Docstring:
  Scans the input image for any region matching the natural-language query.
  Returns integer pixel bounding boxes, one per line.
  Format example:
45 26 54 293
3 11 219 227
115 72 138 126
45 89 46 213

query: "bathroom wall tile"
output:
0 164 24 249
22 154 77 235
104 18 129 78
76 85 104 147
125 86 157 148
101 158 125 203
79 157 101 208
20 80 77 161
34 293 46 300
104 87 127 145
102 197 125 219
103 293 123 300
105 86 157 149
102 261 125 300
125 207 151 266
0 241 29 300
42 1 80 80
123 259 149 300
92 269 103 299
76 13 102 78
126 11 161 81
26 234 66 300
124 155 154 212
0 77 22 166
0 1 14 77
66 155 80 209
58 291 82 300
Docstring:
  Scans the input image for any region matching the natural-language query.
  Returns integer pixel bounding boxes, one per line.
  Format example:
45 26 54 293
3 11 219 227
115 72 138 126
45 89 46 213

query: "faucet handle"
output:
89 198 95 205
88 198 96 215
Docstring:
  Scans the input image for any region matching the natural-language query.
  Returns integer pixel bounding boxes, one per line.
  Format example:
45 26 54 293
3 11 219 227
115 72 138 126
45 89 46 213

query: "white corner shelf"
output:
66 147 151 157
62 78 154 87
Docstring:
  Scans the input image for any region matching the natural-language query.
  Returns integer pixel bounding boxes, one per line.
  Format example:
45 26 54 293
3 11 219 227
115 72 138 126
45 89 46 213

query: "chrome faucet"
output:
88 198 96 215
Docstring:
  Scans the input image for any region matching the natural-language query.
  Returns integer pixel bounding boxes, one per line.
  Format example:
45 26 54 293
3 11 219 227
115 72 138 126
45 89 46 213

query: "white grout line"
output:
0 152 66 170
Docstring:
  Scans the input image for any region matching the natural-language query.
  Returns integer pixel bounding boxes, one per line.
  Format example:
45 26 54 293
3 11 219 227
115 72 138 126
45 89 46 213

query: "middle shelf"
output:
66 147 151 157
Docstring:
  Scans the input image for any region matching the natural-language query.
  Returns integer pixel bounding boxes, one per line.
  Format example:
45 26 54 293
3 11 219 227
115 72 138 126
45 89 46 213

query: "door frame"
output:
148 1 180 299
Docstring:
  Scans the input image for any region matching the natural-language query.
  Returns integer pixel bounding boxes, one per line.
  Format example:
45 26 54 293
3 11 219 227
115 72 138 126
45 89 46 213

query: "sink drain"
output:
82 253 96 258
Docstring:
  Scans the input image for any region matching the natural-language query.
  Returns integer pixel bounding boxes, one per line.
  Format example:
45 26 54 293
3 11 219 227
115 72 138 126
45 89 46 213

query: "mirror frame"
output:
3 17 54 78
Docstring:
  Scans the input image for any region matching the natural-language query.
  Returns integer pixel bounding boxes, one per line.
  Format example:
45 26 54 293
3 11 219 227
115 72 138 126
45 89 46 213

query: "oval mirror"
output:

● Problem to solve
A verbatim copy of all the records is to be produced.

● Problem solution
Docstring:
  Scans the input image for any region matching the natural-language query.
  Returns integer pixel bounding boxes, one per line.
  Format example:
45 26 54 293
3 11 219 227
115 72 138 126
45 89 46 213

query: "bathroom wall tile"
output:
0 164 24 249
22 154 77 235
104 18 129 78
76 85 104 147
125 86 157 148
101 158 125 203
79 157 101 208
20 80 77 161
34 293 46 300
104 87 127 145
102 197 125 219
103 293 123 300
105 86 157 149
102 261 125 300
125 207 151 266
0 241 29 300
42 1 80 80
123 259 149 300
92 269 103 299
76 13 102 78
126 11 161 81
26 234 66 300
124 155 154 212
0 77 22 166
0 1 14 77
66 155 80 209
58 291 82 300
Docstring:
  Scans the input image for any region matching the natural-language query.
  Returns integer pixel bounding boxes, one per line.
  Format example:
45 26 54 293
3 11 219 227
115 72 138 126
45 89 46 213

query: "faucet handle"
output:
89 198 95 205
88 198 96 215
Docstring:
  Scans the input image for any region matching the natural-language query.
  Returns integer pixel bounding boxes, one per line.
  Format example:
45 26 54 293
3 11 219 227
115 72 138 126
45 89 46 213

query: "white corner shelf"
output:
66 147 151 157
62 78 154 87
Docstring:
  Scans the input image for any region matching the natural-language query.
  Returns integer pixel bounding boxes, one per line.
  Format example:
45 26 54 293
3 11 219 227
115 72 138 126
45 89 46 213

query: "chrome faucet"
output:
88 198 96 215
Docstring:
  Scans the input image for any region matching the natural-language query.
  Returns integer pixel bounding boxes, one per line.
  Format example:
45 26 54 293
3 11 219 227
115 72 138 126
45 89 46 213

query: "white grout line"
output:
0 152 66 170
Docstring:
  Scans the input image for any region matching the natural-language query.
  Returns integer pixel bounding boxes, one per line.
  Format example:
45 26 54 293
3 11 219 227
115 72 138 126
45 89 46 213

query: "middle shelf"
output:
66 147 151 157
Docstring:
  Scans the input image for any region matching the natural-language query.
  Returns integer pixel bounding boxes, one per line.
  Format example:
45 26 54 293
3 11 219 227
115 72 138 126
45 89 46 213

query: "door frame"
output:
148 1 180 299
Docstring:
  Scans the input image for any region matching the natural-language query.
  Returns integer pixel bounding boxes, one per line.
  Format example:
45 26 54 293
3 11 219 227
115 72 138 126
45 89 46 213

query: "sink drain"
output:
82 253 96 258
Docstring:
  Scans the input image for any region matching the natural-language query.
  Returns integer pixel bounding boxes, one per line.
  Format example:
45 26 54 293
3 11 219 227
115 72 138 126
45 89 46 213

query: "mirror frame"
output:
3 17 54 78
Docstring:
  Scans the input image for any region matching the natural-language query.
  Returns integer pixel bounding boxes, one per line.
  Format example:
45 26 54 293
3 11 219 227
115 72 138 126
45 89 46 213

query: "oval mirror"
output:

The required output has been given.